Short task: Print the line that contains "eyes, one per instance" and every line after it through the last line of the records below, exactly as written and nothing else.
■ ■ ■ ■ ■ ■ ■
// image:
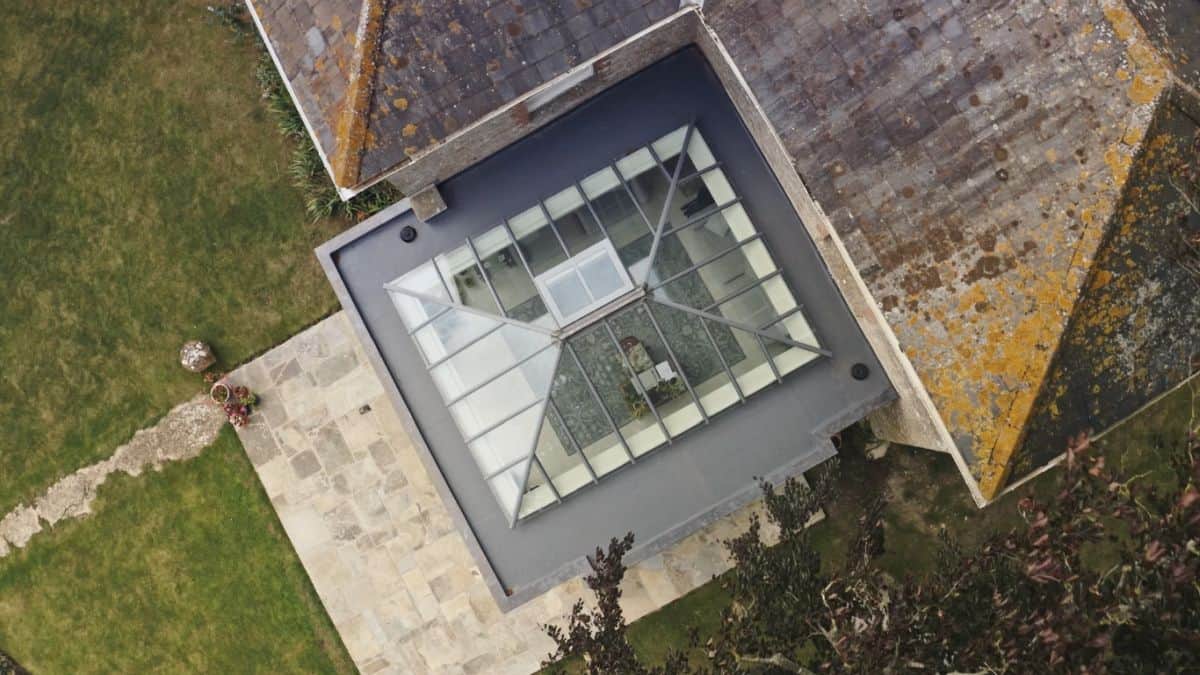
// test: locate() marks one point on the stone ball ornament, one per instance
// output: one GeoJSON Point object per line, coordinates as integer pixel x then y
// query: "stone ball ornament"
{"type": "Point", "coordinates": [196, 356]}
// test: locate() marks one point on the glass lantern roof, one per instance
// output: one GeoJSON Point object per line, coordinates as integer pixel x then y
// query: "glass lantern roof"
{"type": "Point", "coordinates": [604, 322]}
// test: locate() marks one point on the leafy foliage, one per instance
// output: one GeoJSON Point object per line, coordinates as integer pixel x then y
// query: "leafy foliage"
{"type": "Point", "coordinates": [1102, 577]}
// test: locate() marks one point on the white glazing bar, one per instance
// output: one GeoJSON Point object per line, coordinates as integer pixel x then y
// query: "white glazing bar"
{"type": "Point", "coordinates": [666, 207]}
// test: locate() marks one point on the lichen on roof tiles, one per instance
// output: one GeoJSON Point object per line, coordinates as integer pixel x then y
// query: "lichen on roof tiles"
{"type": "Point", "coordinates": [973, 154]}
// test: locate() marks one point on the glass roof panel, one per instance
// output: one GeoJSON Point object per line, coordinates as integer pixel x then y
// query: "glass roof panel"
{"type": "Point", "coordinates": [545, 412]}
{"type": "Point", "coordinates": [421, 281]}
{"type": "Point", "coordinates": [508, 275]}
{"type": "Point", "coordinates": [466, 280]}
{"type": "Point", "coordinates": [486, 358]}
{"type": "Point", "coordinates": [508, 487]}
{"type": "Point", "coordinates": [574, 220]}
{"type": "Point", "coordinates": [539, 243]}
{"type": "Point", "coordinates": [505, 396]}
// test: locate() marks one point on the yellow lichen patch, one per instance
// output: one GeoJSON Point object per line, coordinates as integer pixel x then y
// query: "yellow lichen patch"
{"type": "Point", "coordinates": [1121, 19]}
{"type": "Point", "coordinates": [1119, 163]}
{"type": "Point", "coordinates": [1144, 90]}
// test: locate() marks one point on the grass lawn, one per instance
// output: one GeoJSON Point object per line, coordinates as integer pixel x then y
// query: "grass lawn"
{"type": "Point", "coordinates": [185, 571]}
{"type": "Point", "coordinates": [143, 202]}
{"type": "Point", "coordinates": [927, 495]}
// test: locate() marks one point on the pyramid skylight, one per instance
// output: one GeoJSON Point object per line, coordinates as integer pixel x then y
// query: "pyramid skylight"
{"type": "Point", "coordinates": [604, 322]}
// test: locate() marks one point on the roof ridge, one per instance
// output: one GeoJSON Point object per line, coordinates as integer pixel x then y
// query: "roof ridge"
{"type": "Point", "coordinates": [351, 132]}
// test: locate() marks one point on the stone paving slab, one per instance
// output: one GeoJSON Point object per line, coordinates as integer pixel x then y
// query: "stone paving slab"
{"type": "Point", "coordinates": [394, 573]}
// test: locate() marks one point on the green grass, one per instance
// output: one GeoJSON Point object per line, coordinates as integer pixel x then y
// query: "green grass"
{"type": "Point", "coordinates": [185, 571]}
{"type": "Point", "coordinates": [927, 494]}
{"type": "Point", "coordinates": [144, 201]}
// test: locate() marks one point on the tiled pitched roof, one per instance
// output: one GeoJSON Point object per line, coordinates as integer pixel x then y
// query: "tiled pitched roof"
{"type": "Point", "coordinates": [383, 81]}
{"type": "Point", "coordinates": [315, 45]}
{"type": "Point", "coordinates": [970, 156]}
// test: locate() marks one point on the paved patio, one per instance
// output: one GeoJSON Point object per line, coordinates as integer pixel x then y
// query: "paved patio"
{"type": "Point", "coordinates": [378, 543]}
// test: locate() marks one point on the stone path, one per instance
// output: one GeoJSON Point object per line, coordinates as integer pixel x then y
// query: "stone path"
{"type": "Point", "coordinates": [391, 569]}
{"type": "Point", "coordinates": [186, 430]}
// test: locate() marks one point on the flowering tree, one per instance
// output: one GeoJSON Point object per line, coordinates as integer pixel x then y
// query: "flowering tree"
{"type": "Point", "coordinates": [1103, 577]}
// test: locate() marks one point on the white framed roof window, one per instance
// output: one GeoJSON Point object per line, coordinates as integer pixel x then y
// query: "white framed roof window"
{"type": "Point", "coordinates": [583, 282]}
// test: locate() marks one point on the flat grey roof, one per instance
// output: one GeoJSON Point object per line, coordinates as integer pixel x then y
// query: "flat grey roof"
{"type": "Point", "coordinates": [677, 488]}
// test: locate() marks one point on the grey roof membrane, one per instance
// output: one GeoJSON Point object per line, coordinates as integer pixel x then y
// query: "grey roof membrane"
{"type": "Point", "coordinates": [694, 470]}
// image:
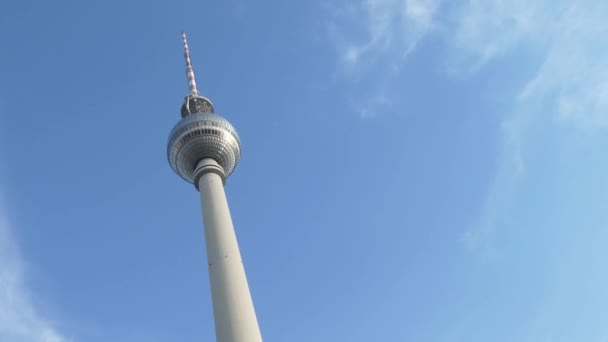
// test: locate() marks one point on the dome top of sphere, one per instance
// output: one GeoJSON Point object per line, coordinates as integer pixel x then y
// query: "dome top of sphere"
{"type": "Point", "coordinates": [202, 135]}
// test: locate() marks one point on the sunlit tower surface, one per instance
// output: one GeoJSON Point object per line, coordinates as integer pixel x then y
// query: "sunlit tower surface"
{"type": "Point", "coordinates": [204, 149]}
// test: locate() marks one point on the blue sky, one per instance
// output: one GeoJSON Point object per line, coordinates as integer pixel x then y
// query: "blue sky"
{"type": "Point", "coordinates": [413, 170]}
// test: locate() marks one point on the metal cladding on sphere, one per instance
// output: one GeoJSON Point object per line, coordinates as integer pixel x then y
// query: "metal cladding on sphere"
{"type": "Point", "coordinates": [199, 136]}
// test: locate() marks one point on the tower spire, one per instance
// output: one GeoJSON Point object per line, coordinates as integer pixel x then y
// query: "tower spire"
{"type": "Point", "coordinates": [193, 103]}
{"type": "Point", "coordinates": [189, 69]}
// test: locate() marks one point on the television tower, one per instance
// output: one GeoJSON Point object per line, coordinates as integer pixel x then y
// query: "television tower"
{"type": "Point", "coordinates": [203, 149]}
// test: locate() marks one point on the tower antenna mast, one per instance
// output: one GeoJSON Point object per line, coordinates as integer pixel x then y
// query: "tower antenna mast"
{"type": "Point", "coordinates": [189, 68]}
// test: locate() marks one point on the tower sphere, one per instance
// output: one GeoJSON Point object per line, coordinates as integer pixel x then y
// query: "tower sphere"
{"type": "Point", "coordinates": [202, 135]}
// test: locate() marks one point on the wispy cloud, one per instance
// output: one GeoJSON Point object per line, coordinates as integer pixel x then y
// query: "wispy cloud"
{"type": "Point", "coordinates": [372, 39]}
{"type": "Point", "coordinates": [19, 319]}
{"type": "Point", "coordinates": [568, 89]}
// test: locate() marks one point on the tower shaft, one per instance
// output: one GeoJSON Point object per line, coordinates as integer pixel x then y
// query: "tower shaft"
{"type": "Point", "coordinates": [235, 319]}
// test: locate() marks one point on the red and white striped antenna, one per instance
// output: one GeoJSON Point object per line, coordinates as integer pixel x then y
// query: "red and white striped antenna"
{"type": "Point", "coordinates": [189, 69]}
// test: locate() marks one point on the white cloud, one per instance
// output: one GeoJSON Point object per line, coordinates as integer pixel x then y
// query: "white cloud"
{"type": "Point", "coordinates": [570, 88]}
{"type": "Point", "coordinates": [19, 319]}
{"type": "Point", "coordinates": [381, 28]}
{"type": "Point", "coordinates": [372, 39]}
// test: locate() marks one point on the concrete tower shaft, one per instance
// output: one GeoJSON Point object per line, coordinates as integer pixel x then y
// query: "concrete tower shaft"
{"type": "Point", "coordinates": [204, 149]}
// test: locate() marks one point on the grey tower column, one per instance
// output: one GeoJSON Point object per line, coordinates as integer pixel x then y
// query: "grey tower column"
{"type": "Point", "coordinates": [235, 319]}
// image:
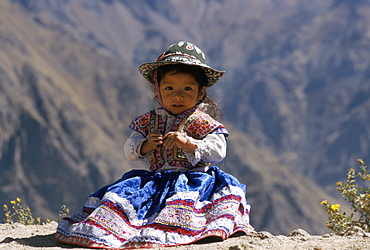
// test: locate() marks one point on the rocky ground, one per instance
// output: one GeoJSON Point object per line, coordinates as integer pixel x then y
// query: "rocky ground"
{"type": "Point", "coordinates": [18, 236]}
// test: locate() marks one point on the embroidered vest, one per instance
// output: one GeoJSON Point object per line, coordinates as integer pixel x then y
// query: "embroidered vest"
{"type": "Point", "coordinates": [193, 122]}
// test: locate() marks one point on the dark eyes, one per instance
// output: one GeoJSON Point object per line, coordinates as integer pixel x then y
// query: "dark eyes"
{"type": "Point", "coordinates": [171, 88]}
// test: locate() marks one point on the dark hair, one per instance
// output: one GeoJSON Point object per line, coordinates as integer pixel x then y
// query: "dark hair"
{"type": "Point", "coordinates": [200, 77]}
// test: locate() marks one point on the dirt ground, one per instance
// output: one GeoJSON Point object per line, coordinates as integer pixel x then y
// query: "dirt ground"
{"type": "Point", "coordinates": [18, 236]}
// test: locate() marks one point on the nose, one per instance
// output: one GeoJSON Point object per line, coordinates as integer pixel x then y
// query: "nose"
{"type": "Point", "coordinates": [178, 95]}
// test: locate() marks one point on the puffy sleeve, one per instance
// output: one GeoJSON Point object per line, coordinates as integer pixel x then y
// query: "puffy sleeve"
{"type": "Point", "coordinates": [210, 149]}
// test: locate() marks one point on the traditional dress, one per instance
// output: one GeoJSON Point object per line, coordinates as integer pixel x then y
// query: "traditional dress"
■ ■ ■ ■ ■ ■ ■
Final answer:
// test: locate() marks one point on the dark eyes, one per instance
// output: one GeoJSON Point object per line, coordinates as integer pixel x then y
// query: "dark eyes"
{"type": "Point", "coordinates": [171, 88]}
// test: locate() marks one point on the dark hair, one per instance
// output: one GeoJSON Point object per line, coordinates as integer pixel x then y
// query: "dark hair"
{"type": "Point", "coordinates": [200, 77]}
// test: locate() marks one point on the dirt ground, one per instance
// output: one GeoJSON Point object per line, coordinates as integer pixel x then y
// query: "dirt ground"
{"type": "Point", "coordinates": [18, 236]}
// test: locate() marks one point on the nose, one per instance
// output: one GeoJSON Point object per line, coordinates as integer pixel x then y
// query: "nose"
{"type": "Point", "coordinates": [178, 95]}
// test: locate() marks one point on the puffy sleeve, one per instance
// output: one GeoJSON Point object per line, coordinates as integer pixel x then y
// query: "puffy sleeve"
{"type": "Point", "coordinates": [210, 149]}
// test: locate() marks one point on the traditional dress, one per instance
// output: one GeoJSON Point object per line, coordinates as integer pixel x then y
// query: "traditional dress"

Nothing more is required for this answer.